# Task item
Write the entries out again. Each one must match exactly.
---
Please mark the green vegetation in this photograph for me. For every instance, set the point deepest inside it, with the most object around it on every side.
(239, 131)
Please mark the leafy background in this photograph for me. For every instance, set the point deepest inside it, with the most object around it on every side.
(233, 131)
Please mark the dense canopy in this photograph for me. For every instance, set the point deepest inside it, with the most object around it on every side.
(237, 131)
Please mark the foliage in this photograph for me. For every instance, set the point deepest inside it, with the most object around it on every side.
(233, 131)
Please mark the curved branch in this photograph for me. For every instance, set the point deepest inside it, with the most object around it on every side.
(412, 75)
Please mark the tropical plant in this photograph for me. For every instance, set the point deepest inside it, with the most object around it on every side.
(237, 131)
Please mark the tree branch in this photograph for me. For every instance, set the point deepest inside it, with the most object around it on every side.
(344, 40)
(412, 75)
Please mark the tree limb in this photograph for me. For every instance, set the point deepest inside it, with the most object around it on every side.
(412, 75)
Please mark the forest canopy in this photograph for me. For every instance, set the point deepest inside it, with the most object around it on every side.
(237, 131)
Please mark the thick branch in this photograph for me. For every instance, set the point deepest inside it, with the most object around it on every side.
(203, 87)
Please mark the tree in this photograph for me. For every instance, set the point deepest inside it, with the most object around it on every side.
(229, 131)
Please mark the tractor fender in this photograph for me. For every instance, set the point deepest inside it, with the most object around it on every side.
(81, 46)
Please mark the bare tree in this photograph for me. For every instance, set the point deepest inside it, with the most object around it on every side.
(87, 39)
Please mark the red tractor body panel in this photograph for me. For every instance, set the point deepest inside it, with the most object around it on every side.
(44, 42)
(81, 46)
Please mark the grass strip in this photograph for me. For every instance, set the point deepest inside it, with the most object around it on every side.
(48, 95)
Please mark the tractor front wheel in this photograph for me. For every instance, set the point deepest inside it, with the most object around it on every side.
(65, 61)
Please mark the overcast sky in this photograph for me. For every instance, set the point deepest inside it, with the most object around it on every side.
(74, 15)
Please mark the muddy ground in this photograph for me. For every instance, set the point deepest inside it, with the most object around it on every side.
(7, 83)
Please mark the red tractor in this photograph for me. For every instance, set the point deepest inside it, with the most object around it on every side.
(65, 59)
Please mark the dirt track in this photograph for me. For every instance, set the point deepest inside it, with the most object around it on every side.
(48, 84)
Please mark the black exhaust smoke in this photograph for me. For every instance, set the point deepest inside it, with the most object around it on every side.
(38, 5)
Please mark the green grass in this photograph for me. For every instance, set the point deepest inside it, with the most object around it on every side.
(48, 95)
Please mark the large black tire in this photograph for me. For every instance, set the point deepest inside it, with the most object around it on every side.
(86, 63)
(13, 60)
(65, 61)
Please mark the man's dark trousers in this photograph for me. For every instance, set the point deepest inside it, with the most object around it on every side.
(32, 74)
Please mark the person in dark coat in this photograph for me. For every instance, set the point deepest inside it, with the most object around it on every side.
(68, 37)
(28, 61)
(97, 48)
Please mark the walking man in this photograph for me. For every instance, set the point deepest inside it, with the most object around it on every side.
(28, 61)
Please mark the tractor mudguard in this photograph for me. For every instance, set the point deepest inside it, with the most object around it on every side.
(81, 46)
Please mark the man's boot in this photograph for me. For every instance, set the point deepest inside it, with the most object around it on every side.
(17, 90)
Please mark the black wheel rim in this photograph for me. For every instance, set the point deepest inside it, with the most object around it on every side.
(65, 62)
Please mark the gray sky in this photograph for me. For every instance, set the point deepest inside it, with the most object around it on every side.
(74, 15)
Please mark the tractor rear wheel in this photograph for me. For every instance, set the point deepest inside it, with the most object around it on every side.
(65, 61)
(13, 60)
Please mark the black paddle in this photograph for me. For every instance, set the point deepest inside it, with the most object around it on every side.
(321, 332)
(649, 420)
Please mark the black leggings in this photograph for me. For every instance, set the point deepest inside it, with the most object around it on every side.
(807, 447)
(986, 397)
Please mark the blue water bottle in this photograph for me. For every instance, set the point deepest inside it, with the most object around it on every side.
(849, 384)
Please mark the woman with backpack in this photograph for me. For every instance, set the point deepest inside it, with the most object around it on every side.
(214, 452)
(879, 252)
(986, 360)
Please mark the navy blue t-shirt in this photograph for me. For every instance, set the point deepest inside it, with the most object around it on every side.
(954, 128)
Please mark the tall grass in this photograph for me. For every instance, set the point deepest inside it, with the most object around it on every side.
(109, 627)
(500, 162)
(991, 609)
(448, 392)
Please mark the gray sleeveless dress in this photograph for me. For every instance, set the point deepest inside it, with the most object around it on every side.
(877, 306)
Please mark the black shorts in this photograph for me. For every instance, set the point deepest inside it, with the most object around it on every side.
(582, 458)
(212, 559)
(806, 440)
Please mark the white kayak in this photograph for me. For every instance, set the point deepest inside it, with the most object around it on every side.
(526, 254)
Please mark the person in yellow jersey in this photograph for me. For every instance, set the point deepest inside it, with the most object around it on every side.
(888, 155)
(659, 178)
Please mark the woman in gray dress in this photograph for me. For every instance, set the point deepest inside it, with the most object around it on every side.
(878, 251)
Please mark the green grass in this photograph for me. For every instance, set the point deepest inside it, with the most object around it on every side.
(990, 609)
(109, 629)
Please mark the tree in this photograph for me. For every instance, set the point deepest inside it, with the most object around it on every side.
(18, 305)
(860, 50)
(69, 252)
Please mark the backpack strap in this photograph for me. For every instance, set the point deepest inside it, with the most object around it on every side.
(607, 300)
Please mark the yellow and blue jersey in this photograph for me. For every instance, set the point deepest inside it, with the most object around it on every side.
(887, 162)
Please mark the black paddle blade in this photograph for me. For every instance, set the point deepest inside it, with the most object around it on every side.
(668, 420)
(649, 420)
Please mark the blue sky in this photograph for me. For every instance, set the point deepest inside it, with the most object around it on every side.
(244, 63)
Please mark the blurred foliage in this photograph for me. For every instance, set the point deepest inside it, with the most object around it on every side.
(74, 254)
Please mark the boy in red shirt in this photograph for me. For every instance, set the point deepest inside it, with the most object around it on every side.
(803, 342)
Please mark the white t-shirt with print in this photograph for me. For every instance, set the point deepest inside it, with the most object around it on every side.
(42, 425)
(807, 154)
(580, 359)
---
# Result of this exercise
Please mark the green vegetation in this photograph for me. For every instance, set the point deepest inside it, with the most object around it on every side.
(239, 131)
Please mark the leafy background in this photograph for me. For every instance, set the point deepest inside it, with the most object around it on every side.
(233, 131)
Please mark the dense canopy in this photograph for me. For every instance, set the point deepest inside it, with the most object around it on every side.
(237, 131)
Please mark the foliage in this photograph for me. For every instance, set the point deepest inside it, with the most object around it on every side.
(233, 131)
Please mark the curved branch in this photograph for me. For every instance, set the point deepest inside it, with the most object around it on every side.
(412, 75)
Please mark the tropical plant in this photograph for me. For every instance, set the point deepest inside it, with the most object around it on every side.
(237, 131)
Please mark the tree branch in this photograph for me. For every instance, set the point deepest inside it, with the most object around it on every side.
(344, 40)
(412, 75)
Please mark the tree limb in this photograph for me. For every instance, set the point deepest inside it, with the most object around it on every side.
(412, 75)
Please mark the forest canopy in this photograph for me. For every instance, set the point deepest inside it, with the most object around it on every side.
(237, 131)
Please mark the thick branch in this photograph for me. For every instance, set the point deepest inside it, with the most object around it on every side.
(203, 87)
Please mark the tree in this photograph for me. For every instance, set the point deepest inside it, with the most object around it on every side.
(229, 131)
Please mark the tractor fender in this photograph for me. For every instance, set the point deepest inside it, with the most object around it on every side.
(81, 46)
Please mark the bare tree in this photograph for me. For every instance, set the point deepest inside it, with the most object around it on every side.
(87, 39)
Please mark the red tractor body panel in this photograph for me. For every instance, set the point deepest inside it, with the most object around it on every side.
(44, 42)
(81, 46)
Please mark the grass strip in this photograph for me. For every instance, set the point deepest inside it, with the most object around it on every side.
(48, 95)
Please mark the tractor front wheel in this photograph for me. For every instance, set the point deepest inside it, with the most object around it on every side.
(65, 61)
Please mark the overcast sky in this photograph for me. For every instance, set the point deepest inside it, with the most object around it on every side.
(74, 15)
Please mark the muddy ground in this photograph for me. For every instance, set the point deepest inside it, with the most object around it on every side.
(7, 83)
Please mark the red tractor in this photograph for me. For every instance, set the point deepest inside it, with the most object around it on every side.
(65, 59)
Please mark the dirt track in this photograph for me. For every instance, set the point deepest inside it, with the most object around it on every side.
(48, 84)
Please mark the black exhaust smoke in this photograph for me. For every instance, set the point deepest inside it, with the most object around it on every side.
(38, 5)
Please mark the green grass in this photograph for me. For every instance, set the point deepest inside it, with the most object around it on every side.
(48, 95)
Please mark the large black tire in this photograph for me. For every instance, set the point deepest inside it, with the most object around it on every side.
(86, 63)
(13, 60)
(65, 61)
Please mark the man's dark trousers in this photograph for me. For every instance, set the point deepest inside it, with the most object around it on every side.
(32, 74)
Please mark the person in dark coat in this photograph for me. For every instance, set the point deepest inside it, with the most object around it on every side.
(68, 37)
(28, 61)
(97, 48)
Please mark the walking man in this photograph for me. For every instance, set the point deepest inside it, with the most object around it on every side.
(28, 61)
Please mark the tractor mudguard in this photograph for me. For every instance, set the point deepest inside it, with the most object around it on every side.
(81, 46)
Please mark the man's boot in this photograph for me. For every instance, set the point deepest inside it, with the most object around it on every side.
(17, 90)
Please mark the black wheel rim in this photograph for me. For every instance, set the point deepest inside it, with the most object around it on every side.
(65, 62)
Please mark the gray sky in this photograph for me. For every instance, set the point deepest inside it, with the most object around it on every side.
(74, 15)
Please mark the tractor rear wheel in this photograph for me. For every instance, set the point deepest inside it, with the most object around it on every side.
(65, 61)
(13, 60)
Please mark the black paddle in this photograph for me. For every instance, set the point deepest inside it, with the most object around it on every side.
(321, 332)
(649, 420)
Please mark the black leggings in this photograph for me. For every instance, set the point deepest inside it, with the most object around it on every side.
(807, 447)
(986, 397)
Please mark the blue water bottle in this photograph for me. For every instance, set the point deepest inside it, with the most object around it on every side.
(849, 384)
Please mark the woman with backpack in this photograph for me. For every instance, set the point deepest inside it, with the most object around it on every side.
(214, 452)
(879, 252)
(986, 360)
Please mark the navy blue t-shirt in this photograph for me. For every instance, set the point deepest inside it, with the most object around it on every side.
(954, 128)
Please mark the tall grass in this photograph for me. For every instance, set the point deepest inside it, with the most object around it on every side.
(109, 627)
(500, 162)
(991, 609)
(448, 392)
Please mark the gray sleeveless dress in this photograph for me. For every instance, set the point deepest inside it, with the most object around it on every side.
(877, 306)
Please mark the black shorts in this photograph for me. For every instance, set the point deepest inside it, with the most object around it on every side.
(582, 458)
(212, 559)
(806, 440)
Please mark the white kayak in this photograph for me. For every instance, set the point deepest inside it, with the most object around it on every side.
(526, 254)
Please mark the person in yellow jersey in this photograph for me. For every instance, set the point deepest inside it, with the most object around it on every side.
(888, 155)
(659, 178)
Please mark the woman in gray dress in this photograph for me. For every instance, set the point deepest inside it, with the most object around it on every side.
(878, 251)
Please mark the green grass in this photograph for me. For every instance, set the point deepest inside it, with the most object around it on every side.
(990, 609)
(109, 629)
Please mark the tree in this photograph for me. For every instance, set the point deepest inside it, with the most object around it on every side.
(18, 305)
(860, 50)
(69, 252)
Please mark the backpack strap in this photograph for me. For every instance, set the point deepest inside it, with the most object around it on every side.
(607, 300)
Please mark the yellow and blue jersey in this photograph for me. For every instance, set the point deepest inside it, with the most object around it on every side.
(887, 162)
Please mark the black paddle blade in this photograph for me. For every instance, set the point deepest inside it, with the most object around it on every side.
(668, 420)
(649, 420)
Please mark the blue sky in this photograph for me. For every instance, set the point deepest inside it, with the most object around it on every side.
(244, 63)
Please mark the blurred foliage in this photograph for me. For every instance, set the point deepest inside it, with the most object around it on every side.
(74, 254)
Please mark the boy in red shirt in this photograph for me. For every instance, set the point deepest inside it, with the most object around it on every side.
(803, 342)
Please mark the white t-shirt with print in this photograph for me. For every instance, set the point deepest inside it, with the most object around it on every side.
(42, 425)
(807, 154)
(580, 359)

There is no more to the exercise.